Tuesday, 9 September 2014

Another breakfast story

I have never been a breakfast person. Back in Colombia, until the early age of seventeen (ish), FRUIT was mandatory, eggs were only for weekends and most kinds (if not any) of savoury products were off the list. 
(Ok, maybe not all of them... Who can say no to a lovely piece of cheesy toast, or a typical sausage-and-scrambled-egg kinda breakfast?)

At least I can’t. Hardly.

However, things changed, and when I went to France, I was definitely allowed to say that savoury products were off the list. All of them. For a typical French, having eggs for breakfast can be as unreal as having... Cereal for dinner (mmm...). And when it comes to breakfast, they can stand proud of their cuisine and tell anyone croissant and pain au chocolat, accompanied by a good cup of coffee (or orange juice, for that matter) can be as good as it gets.

But that's because they haven't lived in Turkey.

The first Turkish breakfast I had was two days after I stepped foot in Antalya. Everything seemed normal on the table, until I saw cucumbers and tomatoes, finely chopped, peacefully lying on the table, sprinkled wih sea salt and a few drops of lemon. And, a bit further, black and green olives. Breakfast, anyone?
Yeah, every breakfast has its magic, and the Turkish one is far from being behind. Found everywhere around town, a traditional kahvaltı has bread (all kinds of, my favourite so far being açma or plain white bread), olives, tomatoes and cucumbers, cheese (feta-style, Beyaz, or a more sober-ish one, Kaşar), eggs (yumurta), sucuk (a sausage made out of garlic and spices. A must. Forget about diet), butter, jam, figs and honey.

And finally, tea. Lots, lots, loooots of tea. Because we all love tea 'round here.

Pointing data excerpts
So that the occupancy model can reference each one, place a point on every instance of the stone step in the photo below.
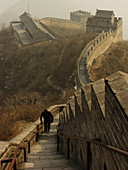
(45, 157)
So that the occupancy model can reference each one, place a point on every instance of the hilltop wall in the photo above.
(94, 49)
(96, 112)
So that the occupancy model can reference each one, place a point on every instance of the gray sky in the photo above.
(61, 8)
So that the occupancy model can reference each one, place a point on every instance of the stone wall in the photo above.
(7, 149)
(80, 16)
(61, 20)
(96, 112)
(94, 49)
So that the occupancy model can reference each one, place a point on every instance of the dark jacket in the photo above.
(48, 118)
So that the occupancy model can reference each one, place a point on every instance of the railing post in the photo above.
(88, 156)
(68, 148)
(58, 141)
(29, 147)
(24, 154)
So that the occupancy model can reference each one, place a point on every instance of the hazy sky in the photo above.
(118, 6)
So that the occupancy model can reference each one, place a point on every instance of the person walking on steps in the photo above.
(48, 119)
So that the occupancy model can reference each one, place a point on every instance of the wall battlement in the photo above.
(97, 112)
(7, 149)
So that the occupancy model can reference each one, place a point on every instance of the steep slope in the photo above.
(114, 59)
(24, 89)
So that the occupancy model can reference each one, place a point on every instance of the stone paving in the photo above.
(44, 155)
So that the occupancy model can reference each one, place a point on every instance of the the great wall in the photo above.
(93, 124)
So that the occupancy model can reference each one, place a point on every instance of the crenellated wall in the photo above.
(99, 112)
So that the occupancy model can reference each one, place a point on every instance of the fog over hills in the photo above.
(61, 9)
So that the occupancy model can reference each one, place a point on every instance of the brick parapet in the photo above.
(109, 127)
(8, 148)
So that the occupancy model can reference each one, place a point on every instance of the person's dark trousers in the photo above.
(47, 126)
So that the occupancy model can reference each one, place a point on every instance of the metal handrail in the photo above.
(88, 141)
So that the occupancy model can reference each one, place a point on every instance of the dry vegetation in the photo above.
(24, 71)
(114, 59)
(64, 28)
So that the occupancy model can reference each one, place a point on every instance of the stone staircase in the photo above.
(44, 155)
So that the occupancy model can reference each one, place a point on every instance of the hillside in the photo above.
(114, 59)
(62, 27)
(35, 77)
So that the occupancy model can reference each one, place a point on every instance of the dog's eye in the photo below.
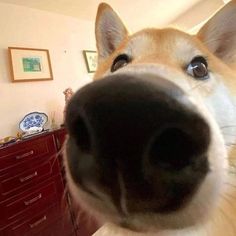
(198, 68)
(120, 61)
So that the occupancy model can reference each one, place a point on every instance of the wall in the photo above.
(65, 37)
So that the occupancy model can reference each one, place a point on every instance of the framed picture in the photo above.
(91, 60)
(29, 64)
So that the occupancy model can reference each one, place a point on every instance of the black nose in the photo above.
(143, 126)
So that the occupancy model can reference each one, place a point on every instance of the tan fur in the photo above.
(169, 51)
(161, 50)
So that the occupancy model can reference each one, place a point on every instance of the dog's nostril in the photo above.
(173, 148)
(81, 134)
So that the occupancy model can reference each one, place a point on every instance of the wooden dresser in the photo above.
(32, 196)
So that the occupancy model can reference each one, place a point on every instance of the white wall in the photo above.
(65, 37)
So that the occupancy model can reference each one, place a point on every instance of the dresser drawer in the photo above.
(32, 201)
(19, 181)
(35, 225)
(27, 151)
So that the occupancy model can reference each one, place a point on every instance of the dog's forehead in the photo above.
(170, 44)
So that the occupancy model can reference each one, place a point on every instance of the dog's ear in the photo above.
(109, 30)
(219, 33)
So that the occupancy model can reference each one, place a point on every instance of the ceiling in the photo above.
(137, 13)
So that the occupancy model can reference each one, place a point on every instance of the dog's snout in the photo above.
(144, 128)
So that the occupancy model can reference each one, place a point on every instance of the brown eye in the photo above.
(198, 68)
(120, 61)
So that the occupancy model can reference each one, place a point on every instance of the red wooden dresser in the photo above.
(32, 198)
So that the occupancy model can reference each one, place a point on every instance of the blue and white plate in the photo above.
(33, 121)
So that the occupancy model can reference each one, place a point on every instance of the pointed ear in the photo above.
(219, 33)
(109, 30)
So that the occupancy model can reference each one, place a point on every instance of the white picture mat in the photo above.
(17, 64)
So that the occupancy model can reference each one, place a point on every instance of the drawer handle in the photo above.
(23, 179)
(25, 155)
(35, 199)
(38, 222)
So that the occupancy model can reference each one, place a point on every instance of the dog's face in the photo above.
(145, 147)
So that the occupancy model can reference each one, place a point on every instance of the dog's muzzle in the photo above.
(139, 138)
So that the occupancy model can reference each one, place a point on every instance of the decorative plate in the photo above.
(33, 121)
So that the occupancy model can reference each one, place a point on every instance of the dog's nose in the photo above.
(145, 126)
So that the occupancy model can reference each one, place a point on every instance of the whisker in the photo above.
(227, 126)
(225, 37)
(226, 217)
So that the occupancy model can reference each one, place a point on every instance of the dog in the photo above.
(150, 140)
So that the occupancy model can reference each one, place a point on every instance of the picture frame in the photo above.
(90, 60)
(29, 64)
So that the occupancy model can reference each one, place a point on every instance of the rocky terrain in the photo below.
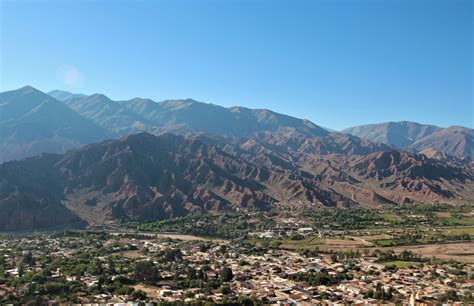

▶ **WRITTEN INSTRUCTION 1**: From the breakfast post, print the stretch from "Another breakfast story" through "as it gets.".
▶ **WRITTEN INSTRUCTION 2**:
Answer these questions using the breakfast post:
(a) Up to about what age was fruit mandatory at breakfast for the writer in Colombia?
(b) How long after arriving in Antalya did the writer have a first Turkish breakfast?
(c) According to the post, what is sucuk made out of?

▶ **RESULT 1**:
Another breakfast story

I have never been a breakfast person. Back in Colombia, until the early age of seventeen (ish), FRUIT was mandatory, eggs were only for weekends and most kinds (if not any) of savoury products were off the list. 
(Ok, maybe not all of them... Who can say no to a lovely piece of cheesy toast, or a typical sausage-and-scrambled-egg kinda breakfast?)

At least I can’t. Hardly.

However, things changed, and when I went to France, I was definitely allowed to say that savoury products were off the list. All of them. For a typical French, having eggs for breakfast can be as unreal as having... Cereal for dinner (mmm...). And when it comes to breakfast, they can stand proud of their cuisine and tell anyone croissant and pain au chocolat, accompanied by a good cup of coffee (or orange juice, for that matter) can be as good as it gets.

▶ **RESULT 2**:
(a) About seventeen.
(b) Two days.
(c) Garlic and spices.